指定任务 1:
从页面中返回从“for(ll i=1;calc(j)<=dep[i];i++)”开始、一直到“while(x!=n+1&&y>0)”为止的那一段文字，一字不改。
指定任务 2:
页面末尾的留言提到，题目 P7167 的提交有几个测试点超时（TLE）？

页面:

##########

#include<bits/stdc++.h>
using namespace std;
#define INF 0x3f3f3f3f3f3f3f3f
#define ll long long
#define N 100009
#define calc(x) (1<<(x))
ll n,q,x,y,lg[N],lst[N],dep[N],fa[N][20],sum[N][20];
struct node{ll u,v;}a[N];
vector<ll>e[N];
stack<ll>stk;
ll read()
{
	ll res=0,flag=1;char ch=getchar();
	while(ch<'0'||ch>'9') flag*=((ch=='-')?(-1):(1)),ch=getchar();
	while(ch>='0'&&ch<='9') res=res*10+ch-'0',ch=getchar();
	return res*flag;
}
void write(ll res)
{
	if(res<0) putchar('-'),res=-res;
	if(res>9) write(res/10);
	putchar(res%10+'0');
}
void dfs(ll id,ll pos)
{
	fa[id][0]=lst[id],sum[id][0]=a[id].v,dep[id]=pos;
	for(ll i=0;i<e[id].size();i++) dfs(e[id][i],pos+1);
}
ll check(ll id,ll pos,ll key)
{
	ll l=0,r=pos,res=0;
	while(l<=r)
	{
		ll mid=(l+r)>>1;
		if(sum[id][mid]<=key) res=mid,l=mid+1;
		else r=mid-1;
	}
	return res;
}
int main()
{
	n=read(),q=read(),a[n+1]={INF,INF},lst[n+1]=n+1,lg[0]=-1;
	for(ll i=1;i<=n;i++) lg[i]=lg[i>>1]+1;
	for(ll i=1;i<=n;i++) a[i].u=read(),a[i].v=read();
	for(ll i=1;i<=n+1;i++) 
	{
		while(!stk.empty()&&a[stk.top()].u<a[i].u) 
		{
			lst[stk.top()]=i;
			e[i].push_back(stk.top());
			stk.pop();
		}
		stk.push(i);
	}
	dfs(n+1,0);
	for(ll j=1;j<=18;j++)
	for(ll i=1;calc(j)<=dep[i];i++)
	{
		fa[i][j]=fa[fa[i][j-1]][j-1];
		sum[i][j]=sum[i][j-1]+sum[fa[i][j-1]][j-1];
	}
	while(q--)
	{
		x=read(),y=read();
		while(x!=n+1&&y>0)
		{
			ll ans=check(x,lg[dep[x]],y);
			//printf("%d~%d %d\n",0,lg[dep[x]],ans);
			//printf("在%d(%d)预算内%d->%d\n",y,sum[x][ans],x,fa[x][ans]);
			if(sum[x][ans]>=y) y=0;
			else y-=sum[x][ans],x=fa[x][ans];
		}
		write((x==n+1)?(0):(x)),putchar('\n');
	}
	return 0;
}

P7167，TLE 11个点，WA 4个点，就#4的hack数据是对的……按道理来说，这不应该是$O(n\ log\ n)$的时间复杂度吗，就算WA也不可能T吧……

##########

记录摘录:
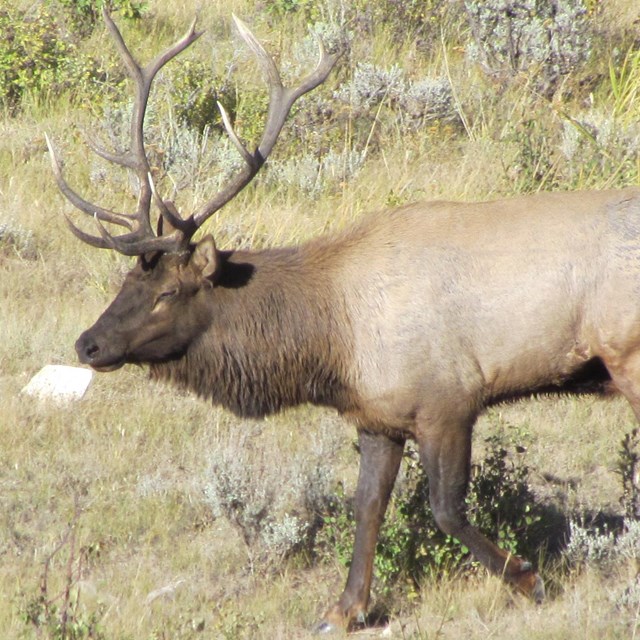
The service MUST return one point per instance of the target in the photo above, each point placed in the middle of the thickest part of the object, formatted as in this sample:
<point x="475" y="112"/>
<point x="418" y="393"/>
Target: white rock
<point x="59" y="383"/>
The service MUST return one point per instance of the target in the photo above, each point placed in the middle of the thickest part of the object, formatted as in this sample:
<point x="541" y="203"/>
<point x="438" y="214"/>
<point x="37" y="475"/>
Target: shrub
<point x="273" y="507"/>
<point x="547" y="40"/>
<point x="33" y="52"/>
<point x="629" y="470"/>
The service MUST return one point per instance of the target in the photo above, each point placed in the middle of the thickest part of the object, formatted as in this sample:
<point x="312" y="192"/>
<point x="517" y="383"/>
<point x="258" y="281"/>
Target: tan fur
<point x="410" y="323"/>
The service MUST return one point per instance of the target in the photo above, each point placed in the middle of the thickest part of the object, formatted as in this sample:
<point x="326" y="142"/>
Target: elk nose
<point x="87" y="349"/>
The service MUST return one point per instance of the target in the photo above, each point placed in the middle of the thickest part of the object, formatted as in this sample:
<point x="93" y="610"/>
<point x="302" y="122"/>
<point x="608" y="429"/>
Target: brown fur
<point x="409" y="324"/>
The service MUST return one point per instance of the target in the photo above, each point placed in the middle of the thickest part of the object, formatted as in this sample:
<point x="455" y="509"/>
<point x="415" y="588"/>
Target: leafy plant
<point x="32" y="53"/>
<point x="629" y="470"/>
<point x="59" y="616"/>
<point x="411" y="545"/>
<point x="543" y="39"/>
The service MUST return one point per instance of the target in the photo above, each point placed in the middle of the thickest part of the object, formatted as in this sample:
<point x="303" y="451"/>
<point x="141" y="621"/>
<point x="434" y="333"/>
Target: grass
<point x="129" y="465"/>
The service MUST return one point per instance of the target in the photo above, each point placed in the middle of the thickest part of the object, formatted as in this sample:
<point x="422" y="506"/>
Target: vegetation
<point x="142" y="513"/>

##########

完整输出 1:
for(ll i=1;calc(j)<=dep[i];i++)
	{
		fa[i][j]=fa[fa[i][j-1]][j-1];
		sum[i][j]=sum[i][j-1]+sum[fa[i][j-1]][j-1];
	}
	while(q--)
	{
		x=read(),y=read();
		while(x!=n+1&&y>0)

完整输出 2:
有 11 个测试点超时（TLE）。